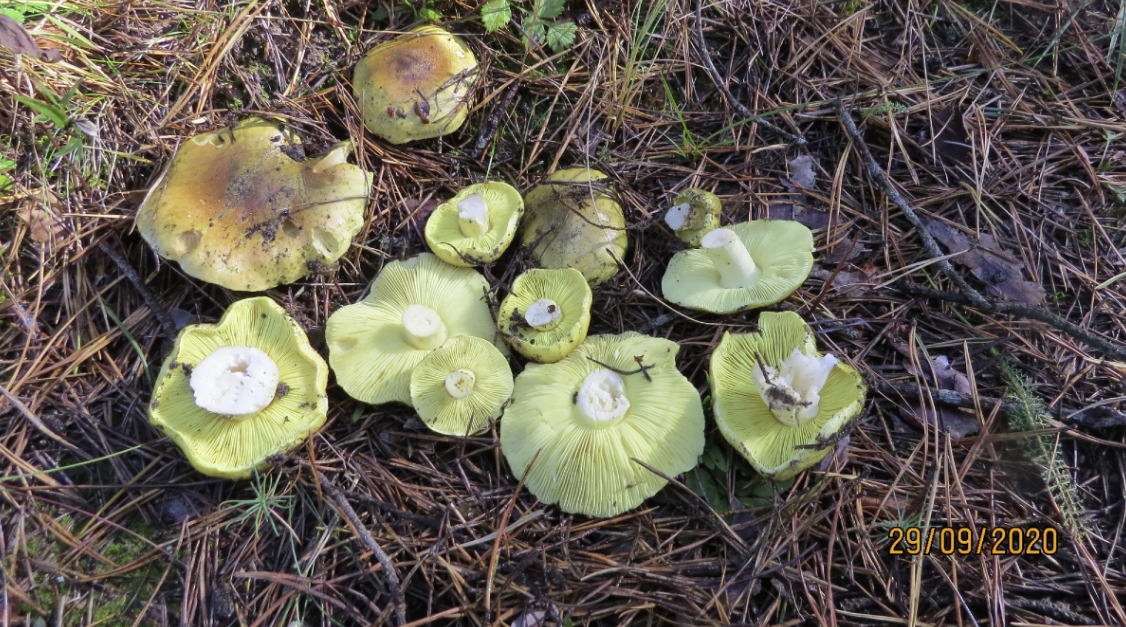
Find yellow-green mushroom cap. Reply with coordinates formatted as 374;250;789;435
497;268;593;364
352;26;477;144
411;337;512;436
426;182;524;268
500;332;704;518
324;252;508;405
661;220;813;313
149;296;329;478
520;168;629;285
711;312;867;481
664;189;723;247
136;118;372;292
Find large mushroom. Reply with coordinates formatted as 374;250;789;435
500;332;704;518
711;312;867;481
325;252;508;405
521;168;629;285
136;118;372;292
149;296;329;478
352;26;477;144
661;220;813;313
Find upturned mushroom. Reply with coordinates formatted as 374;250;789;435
136;118;372;292
520;168;629;285
325;252;508;404
149;296;329;478
411;337;512;436
500;332;704;518
497;268;593;364
711;312;867;481
426;181;524;268
661;220;813;313
352;26;477;144
664;189;723;247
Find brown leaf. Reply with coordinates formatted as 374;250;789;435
927;220;1046;305
0;15;62;63
935;107;969;161
16;191;66;242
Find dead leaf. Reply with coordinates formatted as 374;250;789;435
927;220;1046;305
935;107;971;161
785;154;817;191
512;610;547;627
16;191;66;242
0;15;63;63
769;203;829;229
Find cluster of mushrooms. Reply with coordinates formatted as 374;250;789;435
136;26;865;517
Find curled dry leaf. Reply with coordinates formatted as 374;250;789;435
0;15;62;63
16;190;66;242
927;220;1046;305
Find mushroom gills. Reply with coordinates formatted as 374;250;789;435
188;347;280;418
752;348;838;427
700;229;762;289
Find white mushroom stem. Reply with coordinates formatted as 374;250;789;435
524;298;563;331
446;368;477;398
664;203;692;231
402;305;446;350
575;369;629;427
700;229;761;289
188;347;280;419
752;348;838;427
457;191;491;238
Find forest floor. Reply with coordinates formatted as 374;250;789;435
0;0;1126;627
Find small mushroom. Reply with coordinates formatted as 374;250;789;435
324;252;508;405
136;118;372;292
711;312;867;481
661;220;813;313
352;26;477;144
500;332;704;518
411;337;512;436
149;296;329;478
521;168;629;285
426;182;524;268
497;268;592;364
664;189;723;247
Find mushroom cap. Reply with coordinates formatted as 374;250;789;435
497;268;593;364
661;220;813;314
672;188;723;247
324;252;508;405
520;168;629;285
711;312;867;481
136;118;372;292
352;26;477;144
426;181;524;268
500;332;704;518
149;296;329;478
411;337;512;436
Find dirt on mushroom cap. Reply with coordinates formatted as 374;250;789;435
136;118;370;292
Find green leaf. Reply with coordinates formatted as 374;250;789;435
547;21;579;52
538;0;566;19
481;0;512;33
14;96;68;128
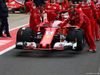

* * * * * * *

The task: Render the lines above as a JSON list of strings, with one string for each line and blank lines omitted. Leave the pictures out of the list.

Solved problem:
[
  "Find yellow-green mushroom cap. Reply with coordinates formatted as 374;250;789;435",
  "497;268;593;364",
  "352;26;477;144",
  "411;337;512;436",
  "426;182;524;268",
  "500;332;704;518",
  "324;252;508;405",
  "661;220;813;313",
  "149;296;329;478",
  "520;168;629;285",
  "711;312;867;481",
  "664;189;723;247",
  "136;118;372;292",
  "Find large mushroom. Reply with coordinates formatted as 374;250;789;435",
  "500;332;704;518",
  "711;312;867;481",
  "325;252;508;405",
  "521;168;629;285",
  "136;118;372;292",
  "149;296;329;478",
  "352;26;477;144",
  "661;220;813;313",
  "Find upturned mushroom. Reply with coordinates formatted as 374;250;789;435",
  "136;118;372;292",
  "520;168;629;285",
  "325;252;508;404",
  "149;296;329;478",
  "411;337;512;436",
  "500;332;704;518",
  "497;268;593;364",
  "711;312;867;481",
  "426;181;524;268",
  "661;220;813;313",
  "352;26;477;144",
  "664;189;723;247",
  "Find brown leaf. Reply with coordinates formatted as 374;250;789;435",
  "927;220;1046;305",
  "0;15;62;63",
  "935;107;969;161",
  "16;191;66;242",
  "Find dead leaf. Reply with coordinates formatted as 374;250;789;435",
  "927;220;1046;305",
  "935;107;971;161",
  "785;154;817;191",
  "512;610;547;627",
  "16;191;66;242",
  "0;15;63;63",
  "769;203;829;229",
  "Find cluster of mushrooms. Reply with coordinates formatted as 374;250;789;435",
  "136;26;865;517",
  "Find curled dry leaf. Reply with coordinates formatted as 374;250;789;435",
  "0;15;62;63",
  "16;190;66;242",
  "927;220;1046;305",
  "Find mushroom gills. Reply with coordinates formatted as 374;250;789;435",
  "188;347;280;418",
  "752;348;838;427",
  "700;229;762;289",
  "Find white mushroom stem. Reply with coordinates formatted as 374;250;789;435",
  "524;298;563;331",
  "446;368;477;398",
  "664;203;692;231",
  "402;305;446;350",
  "575;369;629;427",
  "700;229;761;289",
  "188;347;280;419",
  "752;348;838;427",
  "457;191;491;238",
  "Find forest floor. Reply with coordinates formatted as 374;250;789;435",
  "0;0;1126;627",
  "Find small mushroom. Reply with coordinates formatted as 374;250;789;435",
  "324;252;508;405",
  "136;118;372;292",
  "711;312;867;481",
  "661;220;813;313",
  "352;26;477;144",
  "500;332;704;518",
  "411;337;512;436",
  "149;296;329;478",
  "521;168;629;285",
  "426;182;524;268",
  "497;268;592;364",
  "664;189;723;247",
  "Find mushroom cap. Reply with coordinates formatted as 374;250;789;435",
  "497;268;593;364",
  "661;220;813;314",
  "672;188;723;247",
  "324;252;508;405",
  "520;168;629;285",
  "711;312;867;481",
  "136;118;372;292",
  "352;26;477;144",
  "426;181;524;268",
  "500;332;704;518",
  "149;296;329;478",
  "411;337;512;436",
  "Find dirt on mushroom cap. Reply with coordinates formatted as 374;250;789;435",
  "136;118;370;292",
  "Find green leaf. Reply with coordinates formatted as 374;250;789;435",
  "547;21;579;52",
  "538;0;566;19",
  "481;0;512;33",
  "14;96;68;128"
]